_PROBLEMS TO WORK ON_:
a – In the blog post about getting fired, list each thing the writer says you don't do when terminating an employee.
b – Pick up the blog post about getting fired after its final sentence and keep writing it.

_TEXT EXCERPT_:

========================

Thursday, August 18, 2011

When you get fired ...

How many readers have ever been fired from a job? Been fired more than once?

How did it happen? What happened? Did you see it coming?

Is it like when The Donald shouts, "You're fired!"

Or did you show up for work one day and your car was the only car in the parking lot? The company had moved to Hong Kong, and nobody told you?

Or did the boss call you in and say, "Harry, we're making some changes, and your job is over today"?

Or did it happen the way one of my jobs ended, when my boss and I returned to the office in her car. I started to get out and she told me to hang on for a minute.

"Remember how you told me that you liked to be coached straight-up?" she asked. "Today is your last day." To this day I respect her for her direct approach and her honest words. I had noticed the small company's business shrinking and had guessed it was only a matter of time, before I'd be out the door. "Last hired, first fired," as they say.

Did your boss handle it during business hours at work? Or did your boss take the coward's way out and send someone else to do his dirty work? How far down the ladder did he push the dirty job?

Terminating an employee is a straight-forward, human resources matter. You don't send a low-level employee to the home of the employee being terminated to deliver the bad news. And you don't send more than one. And you don't send them in the middle of the night. And you don't send a person with a gun to deliver a termination letter!

You deal with it honestly, straight-forward, professionally and quickly. If you aren't man enough to handle it yourself, then you let the HR Department handle it.

========================

_ENTRIES PROVIDED_:
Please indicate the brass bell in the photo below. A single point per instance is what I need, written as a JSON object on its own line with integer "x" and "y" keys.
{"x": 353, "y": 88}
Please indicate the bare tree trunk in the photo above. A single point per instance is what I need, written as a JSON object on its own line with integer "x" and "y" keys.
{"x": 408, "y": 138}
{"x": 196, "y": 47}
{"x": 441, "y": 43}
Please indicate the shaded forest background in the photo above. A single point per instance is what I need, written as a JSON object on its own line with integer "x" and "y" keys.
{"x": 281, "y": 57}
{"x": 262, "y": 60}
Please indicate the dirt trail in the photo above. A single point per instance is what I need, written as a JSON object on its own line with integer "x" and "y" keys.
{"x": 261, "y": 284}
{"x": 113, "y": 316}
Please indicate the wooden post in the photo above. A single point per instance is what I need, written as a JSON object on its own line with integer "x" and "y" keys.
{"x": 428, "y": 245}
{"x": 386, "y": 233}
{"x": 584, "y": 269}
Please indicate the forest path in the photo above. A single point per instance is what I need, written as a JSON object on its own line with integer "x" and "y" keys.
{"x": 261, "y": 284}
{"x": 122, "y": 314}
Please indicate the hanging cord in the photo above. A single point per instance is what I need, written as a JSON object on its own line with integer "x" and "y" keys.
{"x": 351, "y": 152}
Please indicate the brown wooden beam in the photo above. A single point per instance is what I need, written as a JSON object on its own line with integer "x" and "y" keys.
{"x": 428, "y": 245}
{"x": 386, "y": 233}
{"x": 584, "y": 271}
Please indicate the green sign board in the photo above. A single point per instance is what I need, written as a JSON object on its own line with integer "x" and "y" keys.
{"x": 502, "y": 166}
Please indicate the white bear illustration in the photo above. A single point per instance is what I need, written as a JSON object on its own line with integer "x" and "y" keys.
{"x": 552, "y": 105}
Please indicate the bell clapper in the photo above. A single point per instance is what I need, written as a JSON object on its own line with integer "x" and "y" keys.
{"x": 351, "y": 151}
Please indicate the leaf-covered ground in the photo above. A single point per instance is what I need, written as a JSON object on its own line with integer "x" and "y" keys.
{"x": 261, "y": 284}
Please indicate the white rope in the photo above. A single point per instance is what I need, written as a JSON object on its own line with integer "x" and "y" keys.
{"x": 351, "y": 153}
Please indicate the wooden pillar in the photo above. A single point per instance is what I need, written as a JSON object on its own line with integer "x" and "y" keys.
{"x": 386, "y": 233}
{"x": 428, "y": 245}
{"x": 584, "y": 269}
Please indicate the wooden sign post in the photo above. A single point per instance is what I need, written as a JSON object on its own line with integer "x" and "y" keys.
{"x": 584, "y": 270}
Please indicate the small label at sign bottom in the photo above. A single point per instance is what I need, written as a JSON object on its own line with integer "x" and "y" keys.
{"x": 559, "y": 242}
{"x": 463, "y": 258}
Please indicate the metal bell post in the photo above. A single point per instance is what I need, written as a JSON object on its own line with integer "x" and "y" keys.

========================

_OUTPUTS IN ORDER_:
a –
- Send a low-level employee to the home of the employee being terminated to deliver the bad news
- Send more than one
- Send them in the middle of the night
- Send a person with a gun to deliver a termination letter

b –
Ralph G. said...

This goes to address the earlier blog about the termination letter and the comments about termination.

I dispute several statements.

Yes you can use lower level personnel to deliver the bad news as long as they are supervisory level people and you ALWAYS have more than one. This is for purposes of security and any vrification witness for any future litigation. This man carried a gun as part of his job so I would expect the people going there to be also armed. This appears common sense.

I was the Chief Operations Manager for a company employing several thousand personnel nationwide and nearly 300 locally. I worked in several company locations over a employment there of 23 years. When someone was terminated it was done with great apprehension. This day and the days following are notoriously the most likely time a discharged employee with seek retribution and return to commit workplace violence. Workplace violence is a serious problem in the US today and on a few occasions we had to have police escort personnel from the premise or block them when they tried to return.

Termination letters are very commonly delivered supervisors sometimes personally by HR. In some situations certified mail. Rarely is the Senor staff involved unless the person discharged was a supervisor. Being we were a local unit of 300, we also notified all areas and units of the termination. We were primarily a secure installation and even with photo ID card and locked doors, breaches of security had occurred. We did have 24 hour unarmed security but that was more aimed at facilities door and gate security.

Not knowing the entire history of this termination, it appears to be consistent with industry protocol and as a taxpayer, I would want everyone notified lest the person return and inflict harm. There are questions as to this mans grasp of reality.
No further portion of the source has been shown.